Required task — Which lines of the records below contain the word "small"? Show each one in full, matching case exactly.

Data provided —
'''

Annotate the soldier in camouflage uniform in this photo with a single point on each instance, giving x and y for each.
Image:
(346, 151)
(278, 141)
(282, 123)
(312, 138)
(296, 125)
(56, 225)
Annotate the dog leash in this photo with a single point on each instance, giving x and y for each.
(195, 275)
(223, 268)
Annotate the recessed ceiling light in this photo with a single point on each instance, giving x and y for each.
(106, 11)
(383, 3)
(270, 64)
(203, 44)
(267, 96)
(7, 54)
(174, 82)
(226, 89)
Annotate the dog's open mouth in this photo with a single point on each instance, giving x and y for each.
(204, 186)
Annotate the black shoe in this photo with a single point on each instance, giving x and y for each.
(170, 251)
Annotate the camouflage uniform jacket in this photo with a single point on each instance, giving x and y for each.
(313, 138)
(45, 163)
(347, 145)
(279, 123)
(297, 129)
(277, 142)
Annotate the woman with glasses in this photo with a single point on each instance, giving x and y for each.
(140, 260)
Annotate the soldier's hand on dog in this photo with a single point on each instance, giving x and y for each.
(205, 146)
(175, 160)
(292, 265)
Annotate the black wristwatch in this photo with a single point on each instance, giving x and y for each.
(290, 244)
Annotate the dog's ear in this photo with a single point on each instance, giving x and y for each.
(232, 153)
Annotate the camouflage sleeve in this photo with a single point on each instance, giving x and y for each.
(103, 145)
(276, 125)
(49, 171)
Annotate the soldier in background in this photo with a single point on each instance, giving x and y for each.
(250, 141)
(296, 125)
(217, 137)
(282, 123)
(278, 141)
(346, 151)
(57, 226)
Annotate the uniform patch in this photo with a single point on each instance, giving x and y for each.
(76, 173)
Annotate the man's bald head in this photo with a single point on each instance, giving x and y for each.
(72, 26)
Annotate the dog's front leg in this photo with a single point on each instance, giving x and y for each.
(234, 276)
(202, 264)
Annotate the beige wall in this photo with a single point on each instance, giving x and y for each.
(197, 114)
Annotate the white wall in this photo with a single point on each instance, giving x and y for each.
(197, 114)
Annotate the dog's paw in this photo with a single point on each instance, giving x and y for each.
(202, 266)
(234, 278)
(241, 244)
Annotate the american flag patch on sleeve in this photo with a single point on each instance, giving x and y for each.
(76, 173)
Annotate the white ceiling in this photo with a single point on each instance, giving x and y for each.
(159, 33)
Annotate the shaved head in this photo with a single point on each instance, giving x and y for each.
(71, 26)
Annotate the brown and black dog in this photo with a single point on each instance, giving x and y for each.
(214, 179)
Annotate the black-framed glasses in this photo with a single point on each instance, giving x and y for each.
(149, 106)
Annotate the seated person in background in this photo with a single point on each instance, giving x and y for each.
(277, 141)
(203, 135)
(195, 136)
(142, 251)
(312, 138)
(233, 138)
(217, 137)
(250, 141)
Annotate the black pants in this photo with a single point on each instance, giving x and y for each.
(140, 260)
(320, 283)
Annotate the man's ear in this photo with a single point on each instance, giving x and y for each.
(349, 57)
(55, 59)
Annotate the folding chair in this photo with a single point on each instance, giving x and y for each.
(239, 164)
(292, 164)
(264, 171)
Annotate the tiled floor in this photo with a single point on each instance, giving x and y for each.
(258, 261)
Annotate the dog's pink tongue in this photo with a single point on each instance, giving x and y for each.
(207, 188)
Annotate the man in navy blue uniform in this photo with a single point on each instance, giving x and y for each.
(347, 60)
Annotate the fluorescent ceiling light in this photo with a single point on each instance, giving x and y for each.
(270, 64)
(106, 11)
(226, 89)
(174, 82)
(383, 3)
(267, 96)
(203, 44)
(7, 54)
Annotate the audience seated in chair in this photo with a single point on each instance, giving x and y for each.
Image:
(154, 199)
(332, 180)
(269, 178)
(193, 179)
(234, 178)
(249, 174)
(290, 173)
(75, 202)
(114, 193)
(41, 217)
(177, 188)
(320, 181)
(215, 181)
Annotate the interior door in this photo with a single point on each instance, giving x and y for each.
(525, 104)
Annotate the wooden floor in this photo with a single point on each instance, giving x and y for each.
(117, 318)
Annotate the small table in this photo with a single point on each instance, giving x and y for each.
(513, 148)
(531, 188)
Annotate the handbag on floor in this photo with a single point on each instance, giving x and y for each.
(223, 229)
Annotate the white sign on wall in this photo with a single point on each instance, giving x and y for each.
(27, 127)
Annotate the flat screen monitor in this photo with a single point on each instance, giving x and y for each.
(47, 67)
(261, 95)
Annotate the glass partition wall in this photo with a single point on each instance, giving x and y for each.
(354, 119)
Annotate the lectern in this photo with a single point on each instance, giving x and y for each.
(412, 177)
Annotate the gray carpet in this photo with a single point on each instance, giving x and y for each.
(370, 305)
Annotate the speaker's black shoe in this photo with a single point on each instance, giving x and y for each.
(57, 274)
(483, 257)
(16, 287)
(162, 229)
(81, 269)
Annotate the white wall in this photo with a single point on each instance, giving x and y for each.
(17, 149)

'''
'''

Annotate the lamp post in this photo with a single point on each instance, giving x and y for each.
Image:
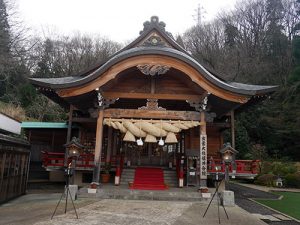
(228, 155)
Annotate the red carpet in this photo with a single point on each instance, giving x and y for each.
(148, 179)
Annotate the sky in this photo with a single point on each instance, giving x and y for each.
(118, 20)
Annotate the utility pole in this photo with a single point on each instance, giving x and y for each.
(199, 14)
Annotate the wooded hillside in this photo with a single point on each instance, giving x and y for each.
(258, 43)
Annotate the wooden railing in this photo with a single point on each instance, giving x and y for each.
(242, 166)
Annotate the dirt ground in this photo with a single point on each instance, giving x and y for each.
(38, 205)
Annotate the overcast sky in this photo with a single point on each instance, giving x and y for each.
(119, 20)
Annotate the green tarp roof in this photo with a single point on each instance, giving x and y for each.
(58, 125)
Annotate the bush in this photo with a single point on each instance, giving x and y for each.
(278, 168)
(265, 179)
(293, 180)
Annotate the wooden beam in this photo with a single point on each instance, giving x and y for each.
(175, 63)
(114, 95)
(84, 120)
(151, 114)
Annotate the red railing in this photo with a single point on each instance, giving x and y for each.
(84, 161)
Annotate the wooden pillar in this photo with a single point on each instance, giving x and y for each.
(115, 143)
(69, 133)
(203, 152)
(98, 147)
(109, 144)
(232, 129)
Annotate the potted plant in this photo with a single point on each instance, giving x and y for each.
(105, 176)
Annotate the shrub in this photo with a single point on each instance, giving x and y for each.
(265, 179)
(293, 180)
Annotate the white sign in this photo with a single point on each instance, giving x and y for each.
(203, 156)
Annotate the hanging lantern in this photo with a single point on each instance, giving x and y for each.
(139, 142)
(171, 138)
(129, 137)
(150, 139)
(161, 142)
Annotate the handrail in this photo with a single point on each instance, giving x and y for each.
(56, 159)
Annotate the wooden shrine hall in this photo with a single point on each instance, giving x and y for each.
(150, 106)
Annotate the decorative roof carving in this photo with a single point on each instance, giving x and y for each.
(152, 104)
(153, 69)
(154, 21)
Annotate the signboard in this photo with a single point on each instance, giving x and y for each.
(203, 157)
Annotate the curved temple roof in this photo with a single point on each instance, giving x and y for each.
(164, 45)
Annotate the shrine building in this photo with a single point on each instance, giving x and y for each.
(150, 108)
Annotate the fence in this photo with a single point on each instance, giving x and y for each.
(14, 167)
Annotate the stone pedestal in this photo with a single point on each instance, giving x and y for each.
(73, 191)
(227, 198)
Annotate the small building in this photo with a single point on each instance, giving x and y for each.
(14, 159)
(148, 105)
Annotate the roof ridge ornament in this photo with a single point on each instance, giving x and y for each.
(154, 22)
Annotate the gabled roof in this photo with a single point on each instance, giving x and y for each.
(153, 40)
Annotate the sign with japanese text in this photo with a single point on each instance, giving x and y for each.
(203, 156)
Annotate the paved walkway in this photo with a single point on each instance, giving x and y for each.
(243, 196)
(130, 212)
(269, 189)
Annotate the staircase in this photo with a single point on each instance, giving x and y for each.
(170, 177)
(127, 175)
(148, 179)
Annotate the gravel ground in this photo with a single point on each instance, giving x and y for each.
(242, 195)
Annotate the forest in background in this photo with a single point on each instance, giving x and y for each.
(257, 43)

'''

Written response —
Annotate the small table in this photo with a single point on each instance, giving x and y for each.
Annotate the small building in this photo with a single point on each instance, giving x and y for each.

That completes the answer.